• _Task_
Could you copy out the data integrity notes below word for word, from start to finish?

• _Page text_
===
| Data integrity issues | Christie Thomas & Lisa McColl | - Working Document of issues
- May 27, 2021, PC discussion minutes
- Some relevant Jiras
- We don't have clear documentation for flow of data, how will bulk edit work, how will authorities work? We have issues and no plan to address them.
- We need to think of all of the apps that might touch a bib record throughout the system. Ex - bib records that we get at point of acquisition - may not have a SRS record. For several reasons not confident that can get through the entire workflow. Data isn't being handled in the way we expect, no consistency across apps, some edits may preclude future edits.
- Want to make sure we aren't fixing just immediate problems and not looking further down the road.
- Data import, SRS, and Inventory - unless editing all records manually you must have MARC, although FOLIO is supposed to be schema-neutral.
===
• _Data provided_
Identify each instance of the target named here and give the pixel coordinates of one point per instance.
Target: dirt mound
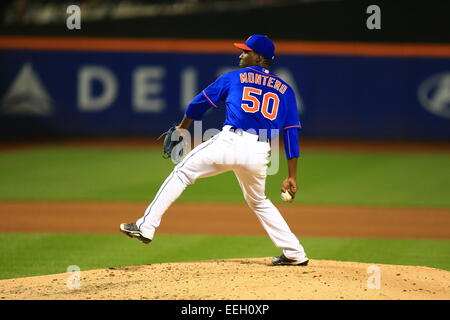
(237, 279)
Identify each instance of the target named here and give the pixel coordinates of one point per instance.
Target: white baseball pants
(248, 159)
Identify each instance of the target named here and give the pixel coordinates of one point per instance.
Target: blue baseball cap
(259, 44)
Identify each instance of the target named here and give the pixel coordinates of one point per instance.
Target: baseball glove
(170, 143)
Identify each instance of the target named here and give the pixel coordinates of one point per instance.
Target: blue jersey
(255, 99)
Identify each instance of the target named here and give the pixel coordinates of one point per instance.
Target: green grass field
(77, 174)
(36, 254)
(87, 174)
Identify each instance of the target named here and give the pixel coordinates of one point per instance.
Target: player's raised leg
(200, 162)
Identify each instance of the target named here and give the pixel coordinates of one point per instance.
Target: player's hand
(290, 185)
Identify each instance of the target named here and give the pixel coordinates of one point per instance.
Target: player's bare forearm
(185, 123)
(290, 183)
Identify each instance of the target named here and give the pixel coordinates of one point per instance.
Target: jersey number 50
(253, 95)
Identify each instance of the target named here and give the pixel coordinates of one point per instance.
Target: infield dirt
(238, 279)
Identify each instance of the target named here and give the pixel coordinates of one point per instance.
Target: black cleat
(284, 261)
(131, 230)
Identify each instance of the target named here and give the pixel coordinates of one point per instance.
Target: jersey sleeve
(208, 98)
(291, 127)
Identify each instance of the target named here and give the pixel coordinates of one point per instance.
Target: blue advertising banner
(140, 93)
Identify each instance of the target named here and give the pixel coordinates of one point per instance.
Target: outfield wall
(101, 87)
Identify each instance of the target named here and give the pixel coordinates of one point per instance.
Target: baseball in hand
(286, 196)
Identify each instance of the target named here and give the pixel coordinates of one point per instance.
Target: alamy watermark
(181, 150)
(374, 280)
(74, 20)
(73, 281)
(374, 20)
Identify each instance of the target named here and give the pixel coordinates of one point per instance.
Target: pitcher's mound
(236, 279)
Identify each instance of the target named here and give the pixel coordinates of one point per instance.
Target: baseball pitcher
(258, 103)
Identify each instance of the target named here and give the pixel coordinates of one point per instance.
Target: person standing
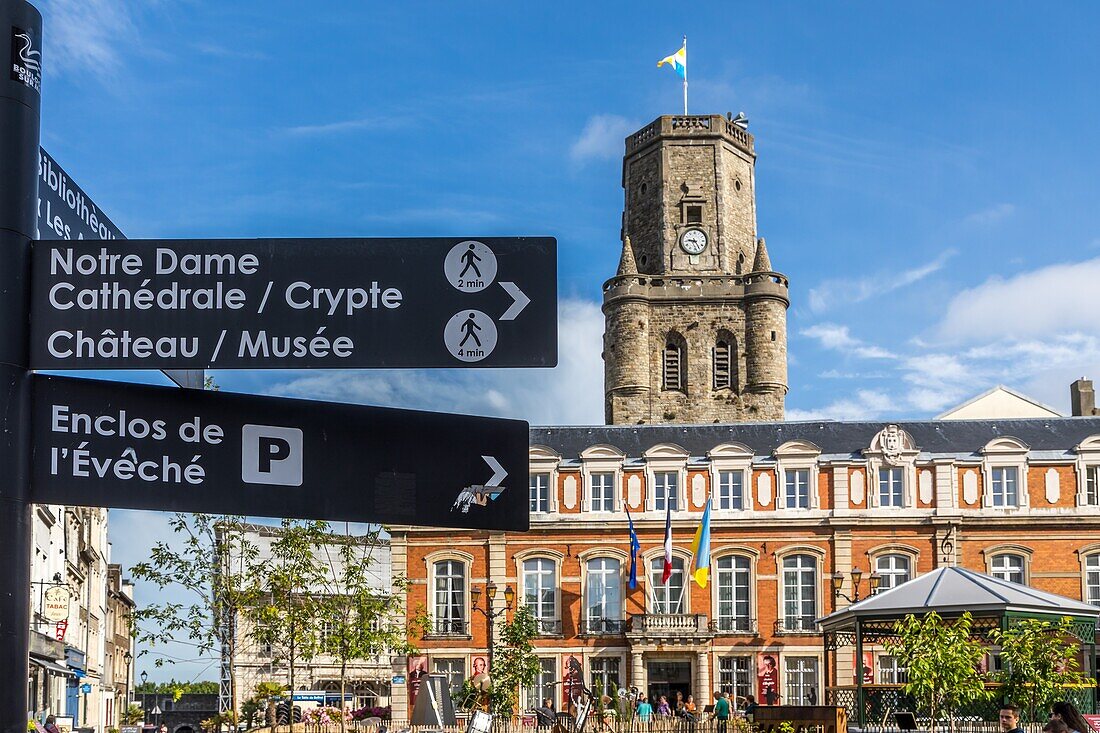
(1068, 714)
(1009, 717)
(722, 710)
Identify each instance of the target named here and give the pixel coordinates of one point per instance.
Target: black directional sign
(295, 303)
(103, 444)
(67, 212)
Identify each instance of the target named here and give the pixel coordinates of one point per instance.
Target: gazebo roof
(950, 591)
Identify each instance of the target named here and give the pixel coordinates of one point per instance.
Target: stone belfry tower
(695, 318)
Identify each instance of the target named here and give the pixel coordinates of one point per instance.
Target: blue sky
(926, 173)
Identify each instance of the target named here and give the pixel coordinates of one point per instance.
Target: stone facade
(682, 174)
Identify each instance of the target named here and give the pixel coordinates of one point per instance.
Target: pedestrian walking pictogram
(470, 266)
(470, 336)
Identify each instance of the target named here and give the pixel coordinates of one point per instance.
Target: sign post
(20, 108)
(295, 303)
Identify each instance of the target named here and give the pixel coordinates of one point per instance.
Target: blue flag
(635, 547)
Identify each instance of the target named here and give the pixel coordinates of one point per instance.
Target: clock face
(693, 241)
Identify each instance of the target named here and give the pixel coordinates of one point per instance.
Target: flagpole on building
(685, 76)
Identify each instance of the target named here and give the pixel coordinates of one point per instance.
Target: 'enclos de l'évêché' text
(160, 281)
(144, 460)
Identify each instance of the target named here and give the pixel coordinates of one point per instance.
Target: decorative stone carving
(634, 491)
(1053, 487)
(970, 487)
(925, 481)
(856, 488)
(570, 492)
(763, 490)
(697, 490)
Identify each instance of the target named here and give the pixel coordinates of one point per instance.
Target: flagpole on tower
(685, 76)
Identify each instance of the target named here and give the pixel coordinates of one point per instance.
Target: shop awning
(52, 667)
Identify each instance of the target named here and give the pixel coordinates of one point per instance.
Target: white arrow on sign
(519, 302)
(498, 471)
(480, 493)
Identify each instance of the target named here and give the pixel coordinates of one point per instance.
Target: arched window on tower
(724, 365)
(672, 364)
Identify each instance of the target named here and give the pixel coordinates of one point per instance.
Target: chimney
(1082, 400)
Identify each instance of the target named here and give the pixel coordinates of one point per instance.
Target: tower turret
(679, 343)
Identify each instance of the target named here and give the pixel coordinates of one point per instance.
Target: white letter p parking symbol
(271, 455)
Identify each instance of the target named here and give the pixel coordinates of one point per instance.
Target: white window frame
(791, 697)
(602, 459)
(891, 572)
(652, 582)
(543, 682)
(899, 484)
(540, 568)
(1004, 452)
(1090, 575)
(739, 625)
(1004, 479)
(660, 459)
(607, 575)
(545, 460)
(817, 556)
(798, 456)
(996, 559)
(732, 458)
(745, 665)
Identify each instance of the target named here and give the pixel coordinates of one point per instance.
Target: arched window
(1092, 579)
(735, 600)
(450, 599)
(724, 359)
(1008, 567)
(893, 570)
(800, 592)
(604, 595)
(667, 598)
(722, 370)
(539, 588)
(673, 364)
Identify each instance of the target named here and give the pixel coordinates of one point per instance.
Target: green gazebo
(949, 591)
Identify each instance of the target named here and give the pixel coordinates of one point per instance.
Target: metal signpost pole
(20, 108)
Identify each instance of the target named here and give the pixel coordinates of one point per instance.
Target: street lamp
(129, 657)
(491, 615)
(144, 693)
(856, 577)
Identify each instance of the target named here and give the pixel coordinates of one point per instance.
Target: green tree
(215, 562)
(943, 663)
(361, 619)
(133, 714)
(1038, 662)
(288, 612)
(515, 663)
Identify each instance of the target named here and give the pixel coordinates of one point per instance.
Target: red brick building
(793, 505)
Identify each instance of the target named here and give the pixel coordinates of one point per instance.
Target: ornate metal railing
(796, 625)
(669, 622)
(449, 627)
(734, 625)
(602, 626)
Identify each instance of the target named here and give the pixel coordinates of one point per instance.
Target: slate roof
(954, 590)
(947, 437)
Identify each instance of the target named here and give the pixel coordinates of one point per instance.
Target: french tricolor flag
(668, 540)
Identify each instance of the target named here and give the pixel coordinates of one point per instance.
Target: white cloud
===
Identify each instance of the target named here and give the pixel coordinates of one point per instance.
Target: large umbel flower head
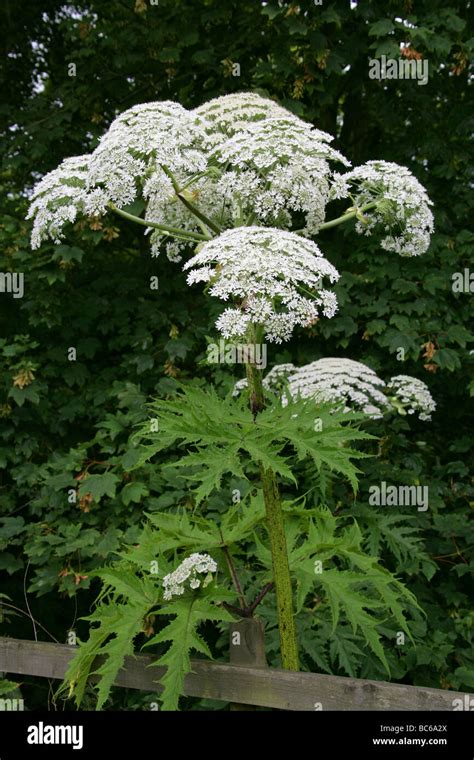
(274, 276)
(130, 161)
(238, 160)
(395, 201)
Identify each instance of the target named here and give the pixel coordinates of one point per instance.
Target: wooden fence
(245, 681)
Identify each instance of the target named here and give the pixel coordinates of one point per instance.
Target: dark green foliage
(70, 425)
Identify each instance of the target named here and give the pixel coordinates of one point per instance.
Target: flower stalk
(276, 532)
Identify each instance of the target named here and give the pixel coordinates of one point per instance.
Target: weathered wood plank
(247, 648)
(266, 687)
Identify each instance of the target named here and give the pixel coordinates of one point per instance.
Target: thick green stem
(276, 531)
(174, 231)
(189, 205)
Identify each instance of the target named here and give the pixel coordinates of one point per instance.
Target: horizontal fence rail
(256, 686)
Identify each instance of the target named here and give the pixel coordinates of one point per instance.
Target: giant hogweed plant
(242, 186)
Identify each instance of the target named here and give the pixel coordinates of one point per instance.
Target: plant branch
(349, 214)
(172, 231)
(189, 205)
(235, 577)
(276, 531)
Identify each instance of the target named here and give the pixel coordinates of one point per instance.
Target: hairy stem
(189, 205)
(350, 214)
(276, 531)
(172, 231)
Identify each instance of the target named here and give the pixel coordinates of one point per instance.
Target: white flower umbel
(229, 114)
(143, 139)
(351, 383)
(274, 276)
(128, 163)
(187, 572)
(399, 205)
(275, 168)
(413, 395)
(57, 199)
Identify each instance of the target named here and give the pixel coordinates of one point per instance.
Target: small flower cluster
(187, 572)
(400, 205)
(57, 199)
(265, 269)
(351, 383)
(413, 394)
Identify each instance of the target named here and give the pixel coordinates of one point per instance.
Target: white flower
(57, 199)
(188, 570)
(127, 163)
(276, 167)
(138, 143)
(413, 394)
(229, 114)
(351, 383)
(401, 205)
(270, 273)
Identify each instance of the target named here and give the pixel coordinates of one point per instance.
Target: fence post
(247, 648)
===
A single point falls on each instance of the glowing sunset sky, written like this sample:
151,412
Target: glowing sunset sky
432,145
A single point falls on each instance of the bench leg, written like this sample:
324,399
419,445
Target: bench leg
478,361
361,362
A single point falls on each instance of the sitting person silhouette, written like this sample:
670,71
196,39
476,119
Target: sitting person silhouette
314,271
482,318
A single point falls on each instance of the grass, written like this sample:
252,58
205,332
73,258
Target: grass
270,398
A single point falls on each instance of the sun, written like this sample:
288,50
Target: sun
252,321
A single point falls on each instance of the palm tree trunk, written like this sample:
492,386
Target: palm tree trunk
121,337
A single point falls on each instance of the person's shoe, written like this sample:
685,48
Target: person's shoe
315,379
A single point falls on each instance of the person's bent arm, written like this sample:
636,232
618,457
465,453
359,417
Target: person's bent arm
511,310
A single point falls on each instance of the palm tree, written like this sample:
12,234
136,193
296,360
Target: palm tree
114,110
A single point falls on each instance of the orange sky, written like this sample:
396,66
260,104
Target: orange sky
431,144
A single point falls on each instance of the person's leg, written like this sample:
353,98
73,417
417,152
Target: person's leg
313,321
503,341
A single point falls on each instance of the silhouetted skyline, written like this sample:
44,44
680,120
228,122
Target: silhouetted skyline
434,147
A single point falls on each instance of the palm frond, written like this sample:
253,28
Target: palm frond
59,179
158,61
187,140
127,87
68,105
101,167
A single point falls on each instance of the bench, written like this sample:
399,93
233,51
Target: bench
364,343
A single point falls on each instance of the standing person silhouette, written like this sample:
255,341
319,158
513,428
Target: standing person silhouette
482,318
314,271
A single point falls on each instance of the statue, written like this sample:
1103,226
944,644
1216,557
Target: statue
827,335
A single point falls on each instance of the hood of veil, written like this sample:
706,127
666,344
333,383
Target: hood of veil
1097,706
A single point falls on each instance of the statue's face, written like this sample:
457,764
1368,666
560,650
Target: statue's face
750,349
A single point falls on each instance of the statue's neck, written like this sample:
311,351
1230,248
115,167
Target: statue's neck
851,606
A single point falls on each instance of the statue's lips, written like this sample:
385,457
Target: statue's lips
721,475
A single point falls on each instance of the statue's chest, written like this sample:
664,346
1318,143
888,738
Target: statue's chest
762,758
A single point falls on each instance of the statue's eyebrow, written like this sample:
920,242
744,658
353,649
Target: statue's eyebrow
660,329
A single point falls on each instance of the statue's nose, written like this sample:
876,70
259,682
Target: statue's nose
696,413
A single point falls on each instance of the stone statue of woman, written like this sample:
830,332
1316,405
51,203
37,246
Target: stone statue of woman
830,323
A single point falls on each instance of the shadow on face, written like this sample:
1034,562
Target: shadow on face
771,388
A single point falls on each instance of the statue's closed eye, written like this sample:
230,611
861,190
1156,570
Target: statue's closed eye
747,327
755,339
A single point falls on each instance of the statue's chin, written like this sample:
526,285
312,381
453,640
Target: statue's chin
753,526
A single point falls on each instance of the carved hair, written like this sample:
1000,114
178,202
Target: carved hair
===
• _Output of the exercise_
| Data integrity issues | Christie Thomas & Lisa McColl | - Working Document of issues
- May 27, 2021, PC discussion minutes
- Some relevant Jiras
- We don't have clear documentation for flow of data, how will bulk edit work, how will authorities work? We have issues and no plan to address them.
- We need to think of all of the apps that might touch a bib record throughout the system. Ex - bib records that we get at point of acquisition - may not have a SRS record. For several reasons not confident that can get through the entire workflow. Data isn't being handled in the way we expect, no consistency across apps, some edits may preclude future edits.
- Want to make sure we aren't fixing just immediate problems and not looking further down the road.
- Data import, SRS, and Inventory - unless editing all records manually you must have MARC, although FOLIO is supposed to be schema-neutral.